2002年1月号の表紙はトム・クルーズとペネロペ・クルスだ。『バニラ・スカイ』(2001)での共演をきっかけに、交際に発展した。一方、01年に離婚を発表した元妻ニコール・キッドマンも『ムーラン・ルージュ』(2001)で6月号の表紙に登場。誌上だからいいものの、映画賞などの会合で直接顔を合わせることになったら、かなり気まずい状況なっていたはずだ(実際、ゴールデン・グローブ賞ではそうした事態がたまに勃発し、席次に気を遣うなどの対応が生じる)。

『ロード・オブ・ザ・リング』『ハリポタ』と特級シリーズの開始で元気なハリウッド。しかし、この“シリーズ”こそが、映画スターと映画誌の命とりとなっていく…!?
トム・クルーズはじめセレブの恋愛事情はお盛ん。続々と作られ始めた世界的大ヒット・シリーズで市場も活況だ。だが長い目で見ると、それは“スター”という存在のパワーを低下させていくものだった…?

→ **保存された行**:
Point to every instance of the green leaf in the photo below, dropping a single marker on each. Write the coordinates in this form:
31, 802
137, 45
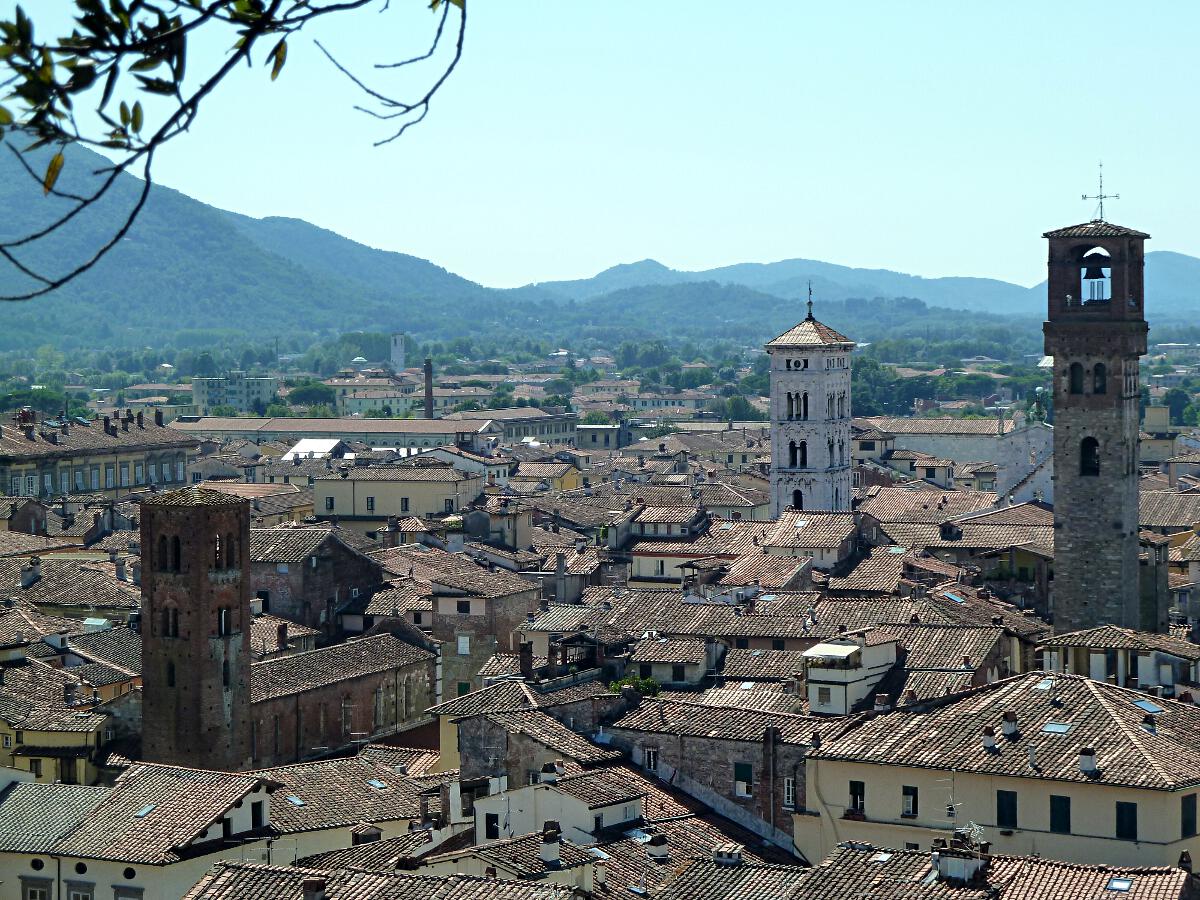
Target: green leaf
281, 55
52, 173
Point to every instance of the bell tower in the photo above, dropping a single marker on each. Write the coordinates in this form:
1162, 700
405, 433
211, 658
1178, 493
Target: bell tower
196, 629
1096, 330
810, 445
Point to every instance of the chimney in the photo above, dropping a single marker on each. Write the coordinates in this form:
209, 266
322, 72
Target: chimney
1009, 725
526, 651
550, 852
657, 847
429, 388
1087, 761
31, 574
955, 865
561, 577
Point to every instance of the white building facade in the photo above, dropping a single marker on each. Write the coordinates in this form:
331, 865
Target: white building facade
810, 413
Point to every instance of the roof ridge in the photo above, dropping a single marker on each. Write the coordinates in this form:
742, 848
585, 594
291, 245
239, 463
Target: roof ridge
1129, 732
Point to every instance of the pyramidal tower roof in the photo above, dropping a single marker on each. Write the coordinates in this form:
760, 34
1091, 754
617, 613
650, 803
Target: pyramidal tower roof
809, 333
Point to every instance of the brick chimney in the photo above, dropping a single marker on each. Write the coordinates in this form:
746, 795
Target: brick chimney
429, 388
551, 850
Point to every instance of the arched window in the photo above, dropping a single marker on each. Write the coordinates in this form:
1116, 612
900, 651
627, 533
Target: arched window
1089, 456
1077, 378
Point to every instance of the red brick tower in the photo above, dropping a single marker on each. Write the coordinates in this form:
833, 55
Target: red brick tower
196, 629
1096, 330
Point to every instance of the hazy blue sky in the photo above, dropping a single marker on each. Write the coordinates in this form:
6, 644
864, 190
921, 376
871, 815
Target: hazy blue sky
937, 138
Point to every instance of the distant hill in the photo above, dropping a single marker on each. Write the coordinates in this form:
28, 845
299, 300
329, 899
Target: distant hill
1173, 285
190, 275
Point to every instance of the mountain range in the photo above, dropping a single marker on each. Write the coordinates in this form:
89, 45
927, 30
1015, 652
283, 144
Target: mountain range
189, 274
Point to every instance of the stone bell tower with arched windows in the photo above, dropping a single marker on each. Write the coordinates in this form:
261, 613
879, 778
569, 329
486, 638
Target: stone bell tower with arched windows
196, 629
810, 449
1096, 330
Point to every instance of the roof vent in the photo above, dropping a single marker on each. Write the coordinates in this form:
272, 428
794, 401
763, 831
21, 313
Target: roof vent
1087, 761
727, 853
989, 738
657, 847
1009, 725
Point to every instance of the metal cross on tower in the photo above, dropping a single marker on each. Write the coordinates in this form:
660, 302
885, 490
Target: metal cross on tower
1102, 197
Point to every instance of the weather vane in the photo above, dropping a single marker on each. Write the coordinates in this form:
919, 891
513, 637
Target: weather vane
1102, 197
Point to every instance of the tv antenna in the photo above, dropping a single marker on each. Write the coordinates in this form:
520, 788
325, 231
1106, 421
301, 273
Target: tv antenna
1102, 197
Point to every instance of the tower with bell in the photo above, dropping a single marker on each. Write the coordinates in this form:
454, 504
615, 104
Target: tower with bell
1096, 330
810, 437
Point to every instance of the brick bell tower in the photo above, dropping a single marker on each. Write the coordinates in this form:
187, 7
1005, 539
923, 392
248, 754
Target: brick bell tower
1096, 330
196, 629
810, 437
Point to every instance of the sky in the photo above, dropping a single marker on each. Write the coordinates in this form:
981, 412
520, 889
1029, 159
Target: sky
934, 138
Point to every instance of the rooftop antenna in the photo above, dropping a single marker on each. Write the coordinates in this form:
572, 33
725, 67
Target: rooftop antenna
1102, 197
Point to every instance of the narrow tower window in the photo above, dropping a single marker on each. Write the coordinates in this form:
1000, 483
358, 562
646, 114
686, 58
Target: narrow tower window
1089, 457
1077, 378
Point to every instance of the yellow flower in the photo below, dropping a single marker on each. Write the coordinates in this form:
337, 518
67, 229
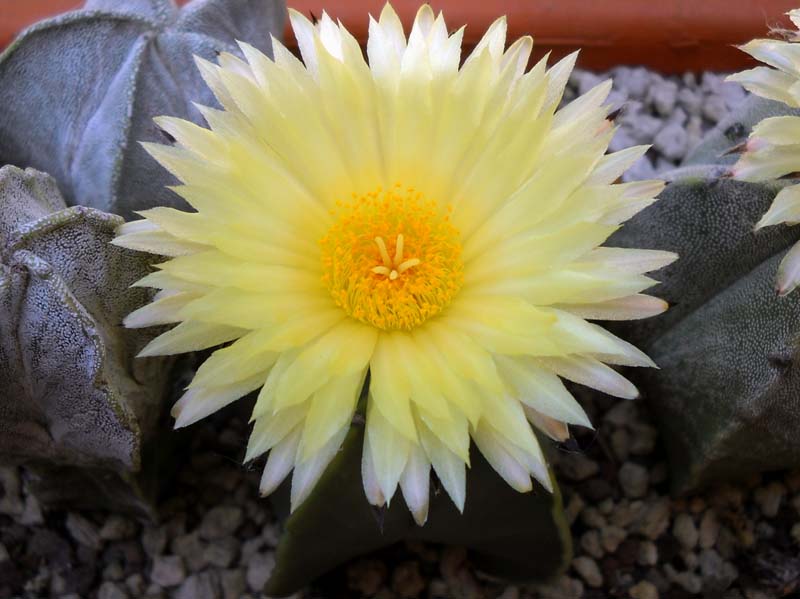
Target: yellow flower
429, 228
773, 149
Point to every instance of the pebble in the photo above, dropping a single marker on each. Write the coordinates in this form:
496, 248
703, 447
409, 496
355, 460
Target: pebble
168, 570
200, 586
655, 519
663, 95
117, 528
633, 479
709, 529
795, 532
685, 531
588, 570
577, 467
220, 522
563, 588
407, 580
592, 517
672, 141
221, 553
643, 590
643, 439
234, 584
769, 498
191, 549
611, 537
83, 531
648, 554
688, 581
109, 590
717, 573
154, 540
259, 570
590, 543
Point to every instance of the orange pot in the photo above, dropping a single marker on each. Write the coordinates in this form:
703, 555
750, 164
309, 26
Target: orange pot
669, 35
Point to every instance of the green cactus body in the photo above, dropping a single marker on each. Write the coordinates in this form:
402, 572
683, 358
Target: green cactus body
516, 536
79, 92
726, 397
76, 408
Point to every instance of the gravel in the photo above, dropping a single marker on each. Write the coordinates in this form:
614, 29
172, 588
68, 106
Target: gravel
216, 539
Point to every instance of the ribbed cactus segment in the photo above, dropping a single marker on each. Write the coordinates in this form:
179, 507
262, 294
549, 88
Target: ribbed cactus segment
79, 92
726, 397
74, 401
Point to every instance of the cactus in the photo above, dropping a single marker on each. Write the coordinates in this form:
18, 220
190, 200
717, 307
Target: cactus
517, 536
80, 91
726, 395
76, 408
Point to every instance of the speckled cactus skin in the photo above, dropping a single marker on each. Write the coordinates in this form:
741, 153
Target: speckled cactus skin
727, 397
78, 92
74, 399
522, 537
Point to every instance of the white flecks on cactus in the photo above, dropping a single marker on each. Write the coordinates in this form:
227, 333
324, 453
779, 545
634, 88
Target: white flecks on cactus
98, 76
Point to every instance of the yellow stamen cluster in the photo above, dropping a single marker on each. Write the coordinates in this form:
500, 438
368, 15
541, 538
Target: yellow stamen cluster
392, 259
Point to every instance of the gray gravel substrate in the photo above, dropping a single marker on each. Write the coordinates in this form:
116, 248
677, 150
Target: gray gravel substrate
217, 538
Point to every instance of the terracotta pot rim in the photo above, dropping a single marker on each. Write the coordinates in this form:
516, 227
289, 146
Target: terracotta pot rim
669, 35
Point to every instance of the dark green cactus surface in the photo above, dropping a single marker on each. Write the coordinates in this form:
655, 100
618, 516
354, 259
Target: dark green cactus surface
75, 406
79, 92
727, 397
516, 536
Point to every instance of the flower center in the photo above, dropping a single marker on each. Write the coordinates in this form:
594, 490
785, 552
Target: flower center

→ **小練習 1**: 本文で「トム・クルーズはじめ」で始まる段落を、主な事実を残したまま短い箇条書きにまとめなさい。
→ **小練習 2**: 本文によると、ニコール・キッドマンは何という映画で6月号の表紙に登場したか。
→ **小練習 3**: 本文の「2002年1月号の表紙はトム」から「誌の命とりとなっていく…!?」までの部分を、「ハリウッド」を「映画界」に置き換えて書き直しなさい。

→ **記述解答 1**:
- トム・クルーズをはじめ、セレブの恋愛事情が盛んである。
- 世界的大ヒット・シリーズが次々に作られ始め、市場が活況である。
- しかし長い目で見ると、それは「スター」という存在の力を低下させていくものだったのではないか。

→ **記述解答 2**: 『ムーラン・ルージュ』(2001)です。

→ **記述解答 3**:
2002年1月号の表紙はトム・クルーズとペネロペ・クルスだ。『バニラ・スカイ』(2001)での共演をきっかけに、交際に発展した。一方、01年に離婚を発表した元妻ニコール・キッドマンも『ムーラン・ルージュ』(2001)で6月号の表紙に登場。誌上だからいいものの、映画賞などの会合で直接顔を合わせることになったら、かなり気まずい状況なっていたはずだ(実際、ゴールデン・グローブ賞ではそうした事態がたまに勃発し、席次に気を遣うなどの対応が生じる)。

『ロード・オブ・ザ・リング』『ハリポタ』と特級シリーズの開始で元気な映画界。しかし、この“シリーズ”こそが、映画スターと映画誌の命とりとなっていく…!?